"Myla Goldberg sets a steady hand upon her brow
Myla Goldberg hangs a crooked foot all upside down
Pretty hands do pretty things when pretty times arise
Seraphim and seaweed swim where stick-limbed Myla lies"
-- from Song for Myla Goldberg by The Decemberists
Myla Goldberg has officially made my list of favorite authors. She's written 5 books, but as my library only has her three novels that's all I've been able to read-- the 4th book is a non-fiction "walk in Prague" called Time's Magpie and the 5th is a children's book called Catching the Moon.
Goldberg's first novel, Bee Season, was brilliant. Eliza, the daughter of a Jewish scholar, was an average student until her talent for spelling was found. The talent takes her to the National Spelling Bee twice (unlike the movie) and she begins to study a word-related arm of Jewish Mysticism with her father, while her mother's mental health slowly breaks down and her brother explores Hinduism.

• GIVEN ENTRIES
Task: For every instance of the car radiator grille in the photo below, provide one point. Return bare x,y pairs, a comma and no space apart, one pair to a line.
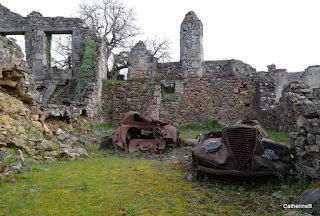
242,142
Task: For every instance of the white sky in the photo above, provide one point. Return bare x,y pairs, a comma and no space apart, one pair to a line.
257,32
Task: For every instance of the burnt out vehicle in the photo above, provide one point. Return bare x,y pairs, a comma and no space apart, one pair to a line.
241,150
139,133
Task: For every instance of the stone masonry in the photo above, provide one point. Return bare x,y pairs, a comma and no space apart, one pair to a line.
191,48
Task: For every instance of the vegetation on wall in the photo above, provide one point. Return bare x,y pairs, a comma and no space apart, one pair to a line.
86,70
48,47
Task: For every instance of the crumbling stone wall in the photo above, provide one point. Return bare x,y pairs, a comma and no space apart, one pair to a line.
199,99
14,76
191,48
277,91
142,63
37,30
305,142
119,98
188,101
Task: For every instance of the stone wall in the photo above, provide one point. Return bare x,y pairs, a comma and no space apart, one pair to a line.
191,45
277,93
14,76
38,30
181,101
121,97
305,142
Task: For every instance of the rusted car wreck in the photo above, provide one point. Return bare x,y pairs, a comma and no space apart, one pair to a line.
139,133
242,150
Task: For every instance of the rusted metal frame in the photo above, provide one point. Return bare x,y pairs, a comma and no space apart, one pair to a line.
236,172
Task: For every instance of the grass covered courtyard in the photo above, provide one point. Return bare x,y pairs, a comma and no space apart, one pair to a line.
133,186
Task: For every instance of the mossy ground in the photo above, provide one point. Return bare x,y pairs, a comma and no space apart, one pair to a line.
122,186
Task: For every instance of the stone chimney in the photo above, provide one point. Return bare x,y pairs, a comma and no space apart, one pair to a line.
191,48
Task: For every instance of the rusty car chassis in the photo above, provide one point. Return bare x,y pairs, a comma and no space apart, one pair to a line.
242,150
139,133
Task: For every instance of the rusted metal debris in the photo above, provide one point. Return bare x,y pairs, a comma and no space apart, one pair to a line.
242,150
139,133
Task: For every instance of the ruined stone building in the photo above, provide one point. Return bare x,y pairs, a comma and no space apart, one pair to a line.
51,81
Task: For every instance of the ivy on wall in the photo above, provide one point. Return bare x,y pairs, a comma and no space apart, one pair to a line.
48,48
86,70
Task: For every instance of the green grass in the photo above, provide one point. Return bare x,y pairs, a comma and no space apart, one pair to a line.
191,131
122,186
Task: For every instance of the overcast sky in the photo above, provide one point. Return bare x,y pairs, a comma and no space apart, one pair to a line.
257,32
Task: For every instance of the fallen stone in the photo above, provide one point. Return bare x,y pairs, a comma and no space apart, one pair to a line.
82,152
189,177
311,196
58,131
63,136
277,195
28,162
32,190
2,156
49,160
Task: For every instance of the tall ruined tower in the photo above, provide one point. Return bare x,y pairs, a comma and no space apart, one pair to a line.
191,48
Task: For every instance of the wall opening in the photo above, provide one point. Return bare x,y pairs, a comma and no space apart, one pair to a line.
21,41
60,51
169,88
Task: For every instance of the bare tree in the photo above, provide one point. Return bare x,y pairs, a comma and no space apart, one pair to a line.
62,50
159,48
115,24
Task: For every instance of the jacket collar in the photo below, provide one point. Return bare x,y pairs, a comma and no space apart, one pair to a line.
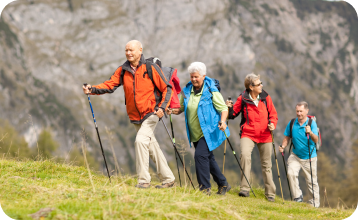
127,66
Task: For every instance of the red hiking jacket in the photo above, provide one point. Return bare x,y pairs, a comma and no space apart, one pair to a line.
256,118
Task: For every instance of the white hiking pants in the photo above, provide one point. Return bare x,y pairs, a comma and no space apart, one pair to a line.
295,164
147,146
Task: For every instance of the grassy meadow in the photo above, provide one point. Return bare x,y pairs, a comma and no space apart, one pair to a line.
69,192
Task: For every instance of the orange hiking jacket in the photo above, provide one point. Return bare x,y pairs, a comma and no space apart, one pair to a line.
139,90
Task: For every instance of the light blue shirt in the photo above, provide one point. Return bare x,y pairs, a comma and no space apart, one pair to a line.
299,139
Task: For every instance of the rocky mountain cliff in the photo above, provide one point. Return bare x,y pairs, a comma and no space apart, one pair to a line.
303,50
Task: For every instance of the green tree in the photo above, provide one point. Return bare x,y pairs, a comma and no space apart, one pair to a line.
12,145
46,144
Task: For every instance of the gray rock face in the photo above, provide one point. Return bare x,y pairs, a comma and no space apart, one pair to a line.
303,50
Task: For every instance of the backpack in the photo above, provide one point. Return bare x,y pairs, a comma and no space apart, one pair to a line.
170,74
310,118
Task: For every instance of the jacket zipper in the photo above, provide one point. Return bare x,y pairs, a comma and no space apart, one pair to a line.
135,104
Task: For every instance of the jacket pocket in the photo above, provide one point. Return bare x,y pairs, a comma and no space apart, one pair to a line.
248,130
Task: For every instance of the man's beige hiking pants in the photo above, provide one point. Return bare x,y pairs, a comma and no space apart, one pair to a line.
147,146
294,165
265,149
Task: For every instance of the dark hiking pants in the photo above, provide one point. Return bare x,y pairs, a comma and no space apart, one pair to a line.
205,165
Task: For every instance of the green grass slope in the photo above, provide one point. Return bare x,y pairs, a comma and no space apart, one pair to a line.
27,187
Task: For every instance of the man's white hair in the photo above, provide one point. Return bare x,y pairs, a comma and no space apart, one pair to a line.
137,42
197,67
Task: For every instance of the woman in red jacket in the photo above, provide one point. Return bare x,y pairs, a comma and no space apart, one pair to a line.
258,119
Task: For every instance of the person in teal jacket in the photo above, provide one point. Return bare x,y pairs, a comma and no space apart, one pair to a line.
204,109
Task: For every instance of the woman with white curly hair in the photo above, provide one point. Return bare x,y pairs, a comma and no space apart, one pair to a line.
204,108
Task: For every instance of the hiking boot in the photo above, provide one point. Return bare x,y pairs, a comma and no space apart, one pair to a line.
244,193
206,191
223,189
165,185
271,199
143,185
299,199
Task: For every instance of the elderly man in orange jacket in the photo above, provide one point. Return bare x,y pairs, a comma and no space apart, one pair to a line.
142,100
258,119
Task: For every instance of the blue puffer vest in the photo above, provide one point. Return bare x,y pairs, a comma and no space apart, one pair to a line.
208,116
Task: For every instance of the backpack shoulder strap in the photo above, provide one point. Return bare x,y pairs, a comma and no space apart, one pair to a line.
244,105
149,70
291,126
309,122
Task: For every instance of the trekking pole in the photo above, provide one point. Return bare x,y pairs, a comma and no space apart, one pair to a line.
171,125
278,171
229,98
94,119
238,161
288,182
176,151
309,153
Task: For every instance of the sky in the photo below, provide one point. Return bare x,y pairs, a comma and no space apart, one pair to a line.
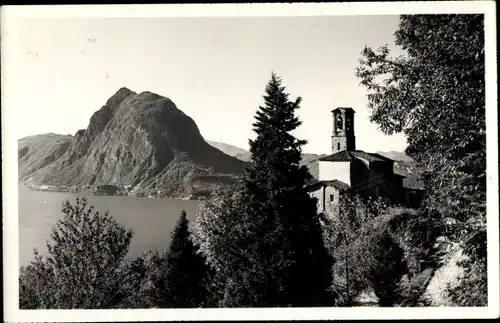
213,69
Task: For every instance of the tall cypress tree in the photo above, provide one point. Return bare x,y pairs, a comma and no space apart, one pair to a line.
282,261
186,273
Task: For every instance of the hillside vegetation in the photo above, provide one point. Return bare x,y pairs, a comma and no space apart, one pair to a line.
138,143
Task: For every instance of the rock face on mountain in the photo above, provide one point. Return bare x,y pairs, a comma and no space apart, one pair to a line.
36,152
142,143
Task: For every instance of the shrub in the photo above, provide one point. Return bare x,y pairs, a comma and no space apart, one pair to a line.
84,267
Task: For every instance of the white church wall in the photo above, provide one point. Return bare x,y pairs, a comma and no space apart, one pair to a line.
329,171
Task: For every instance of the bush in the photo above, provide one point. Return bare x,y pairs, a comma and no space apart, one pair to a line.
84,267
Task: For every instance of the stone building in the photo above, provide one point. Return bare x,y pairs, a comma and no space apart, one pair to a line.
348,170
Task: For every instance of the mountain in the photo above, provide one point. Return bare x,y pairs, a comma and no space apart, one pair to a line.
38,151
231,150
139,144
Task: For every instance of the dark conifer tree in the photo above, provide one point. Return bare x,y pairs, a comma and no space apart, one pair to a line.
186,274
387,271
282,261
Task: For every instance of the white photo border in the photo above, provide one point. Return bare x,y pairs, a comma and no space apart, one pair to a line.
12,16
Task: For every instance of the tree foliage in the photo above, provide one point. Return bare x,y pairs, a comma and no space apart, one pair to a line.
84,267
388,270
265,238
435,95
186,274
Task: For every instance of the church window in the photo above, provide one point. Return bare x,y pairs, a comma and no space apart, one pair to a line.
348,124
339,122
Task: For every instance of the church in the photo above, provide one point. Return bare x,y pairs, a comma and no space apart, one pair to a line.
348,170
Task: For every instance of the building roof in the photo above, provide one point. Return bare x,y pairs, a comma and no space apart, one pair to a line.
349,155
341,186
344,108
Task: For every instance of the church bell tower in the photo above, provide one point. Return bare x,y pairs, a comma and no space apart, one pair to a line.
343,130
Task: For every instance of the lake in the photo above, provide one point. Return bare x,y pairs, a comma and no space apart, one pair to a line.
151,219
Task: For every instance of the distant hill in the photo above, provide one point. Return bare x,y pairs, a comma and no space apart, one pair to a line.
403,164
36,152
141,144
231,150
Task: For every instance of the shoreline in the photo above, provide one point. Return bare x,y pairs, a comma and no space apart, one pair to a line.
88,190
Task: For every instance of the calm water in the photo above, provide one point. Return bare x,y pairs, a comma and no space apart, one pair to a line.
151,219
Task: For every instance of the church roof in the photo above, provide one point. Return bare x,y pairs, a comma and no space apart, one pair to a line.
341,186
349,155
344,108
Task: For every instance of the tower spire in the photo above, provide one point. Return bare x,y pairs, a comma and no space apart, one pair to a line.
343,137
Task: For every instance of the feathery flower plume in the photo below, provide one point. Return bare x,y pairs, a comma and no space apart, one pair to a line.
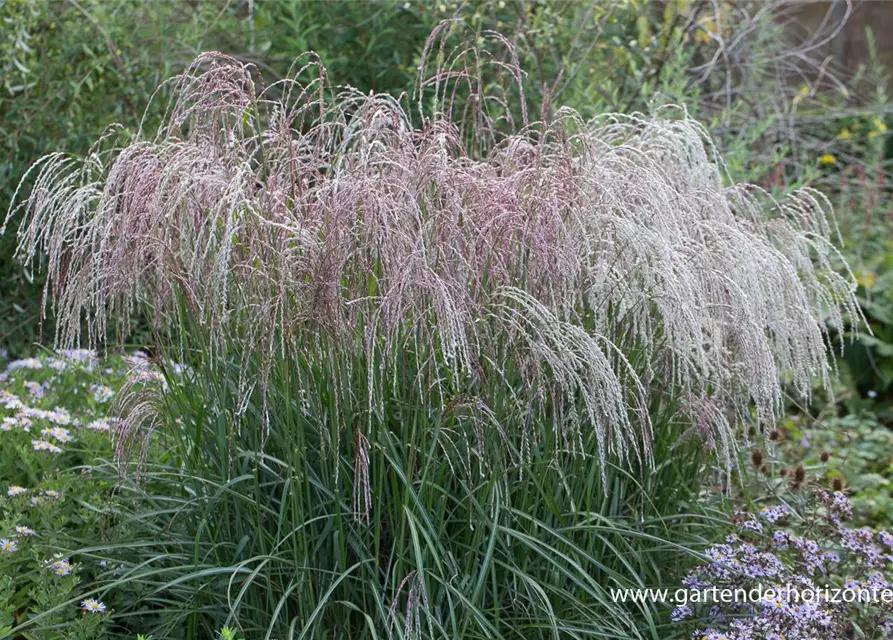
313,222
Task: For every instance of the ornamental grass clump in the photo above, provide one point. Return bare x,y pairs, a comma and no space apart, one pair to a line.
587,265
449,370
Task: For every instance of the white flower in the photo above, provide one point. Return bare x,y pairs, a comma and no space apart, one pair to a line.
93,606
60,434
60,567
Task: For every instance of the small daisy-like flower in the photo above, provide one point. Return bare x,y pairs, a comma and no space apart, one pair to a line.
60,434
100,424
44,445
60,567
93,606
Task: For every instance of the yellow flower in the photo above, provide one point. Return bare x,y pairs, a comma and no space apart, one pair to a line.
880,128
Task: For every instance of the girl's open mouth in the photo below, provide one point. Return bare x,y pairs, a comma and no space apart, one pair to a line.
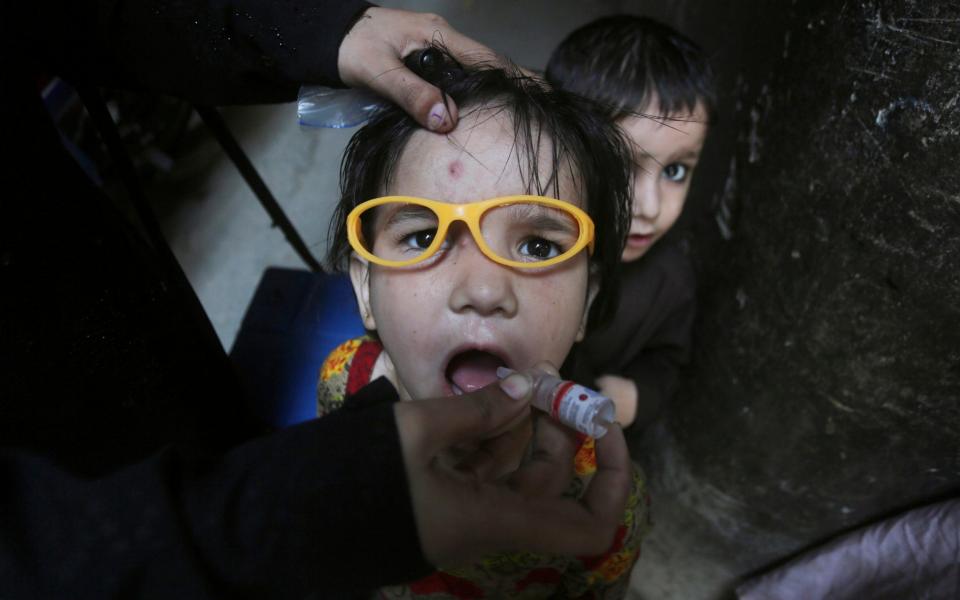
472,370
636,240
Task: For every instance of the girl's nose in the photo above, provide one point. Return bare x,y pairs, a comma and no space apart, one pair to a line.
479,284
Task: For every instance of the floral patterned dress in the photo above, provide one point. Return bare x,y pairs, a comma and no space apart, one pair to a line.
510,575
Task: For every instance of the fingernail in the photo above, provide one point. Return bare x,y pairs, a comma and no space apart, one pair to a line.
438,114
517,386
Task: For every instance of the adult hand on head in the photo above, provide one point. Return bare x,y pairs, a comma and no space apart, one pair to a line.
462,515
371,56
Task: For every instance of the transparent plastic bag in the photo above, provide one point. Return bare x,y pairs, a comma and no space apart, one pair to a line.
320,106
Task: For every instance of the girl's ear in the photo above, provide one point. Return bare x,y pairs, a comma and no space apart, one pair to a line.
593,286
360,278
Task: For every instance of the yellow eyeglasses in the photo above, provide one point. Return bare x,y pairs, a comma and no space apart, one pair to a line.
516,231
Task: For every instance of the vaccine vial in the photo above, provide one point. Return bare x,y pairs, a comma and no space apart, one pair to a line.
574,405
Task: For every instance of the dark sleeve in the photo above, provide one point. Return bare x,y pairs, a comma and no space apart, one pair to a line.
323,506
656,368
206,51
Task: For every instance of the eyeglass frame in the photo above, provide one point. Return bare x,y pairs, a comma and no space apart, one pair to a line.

• AIM OF THE TASK
Write out the passage on Myla Goldberg between "-- from Song" and "Catching the Moon.", inclusive, copying it word for word.

• RESPONSE TO THIS EXERCISE
-- from Song for Myla Goldberg by The Decemberists
Myla Goldberg has officially made my list of favorite authors. She's written 5 books, but as my library only has her three novels that's all I've been able to read-- the 4th book is a non-fiction "walk in Prague" called Time's Magpie and the 5th is a children's book called Catching the Moon.